If ever the mandarins of Whitehall are tempted to come clean and offer up a Freedom of Information Act in this country, they need only look westwards to Washington to remind themselves of the endless pain this will cause them. The terrible tale of J Edgar Hoover is a case in point.
All through the 48 years – from 1924 to 1972 – for which he ran the FBI, Hoover succeeded in concealing himself behind veils of myth. The innermost veil was a personal one. He was, by nature, a shy and neurotic man, so obsessed with his fear of germs that he had a custom-built toilet designed to keep rats away, so tangled in emotional dependence on his mother that he never succeeded in forming a sexual relationship in his life. To conceal all this, he constructed the myth of the G-Man with himself as its courageous, clean-cut archetype.
He instructed his agents to call him in on any big arrest so that he could personally clip on the cuffs and take the credit. (Through an intermediary, he persuaded Louis “Lepke” Buchalter of Murder Incorporated to surrender to him in person in exchange for keeping him out of the electric chair; then he let him go to the chair anyway.) He hired a hack crime writer, Courtney Ryley Cooper, to ghost-write stories about his adventures. He made swaggering speeches about the criminals who lived in fear of him. “At heart, they are all rats, dirty, yellow rats,” he said, apparently oblivious to the psychological clue he was offering.

▶ [COLLECTED DATA]

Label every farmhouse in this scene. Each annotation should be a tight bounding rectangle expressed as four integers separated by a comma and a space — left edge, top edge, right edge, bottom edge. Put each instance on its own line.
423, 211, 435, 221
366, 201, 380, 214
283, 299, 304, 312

▶ [WHAT TO WORK ON]
#1 Answer from the Hoover passage:
(a) For how many years did Hoover run the FBI?
(b) What was Hoover's custom-built toilet designed to do?
(c) Whom did Hoover hire to ghost-write stories about his adventures?
#2 List every person named in the Hoover passage.
#3 Reproduce the Hoover passage starting at the words "If ever the" and stopping after "case in point.".
Rely on the Hoover passage alone.

▶ [EXERCISE SOLUTIONS]
#1
(a) 48 years, from 1924 to 1972.
(b) Keep rats away.
(c) Courtney Ryley Cooper, a hack crime writer.

#2
J Edgar Hoover
Louis "Lepke" Buchalter
Courtney Ryley Cooper

#3
If ever the mandarins of Whitehall are tempted to come clean and offer up a Freedom of Information Act in this country, they need only look westwards to Washington to remind themselves of the endless pain this will cause them. The terrible tale of J Edgar Hoover is a case in point.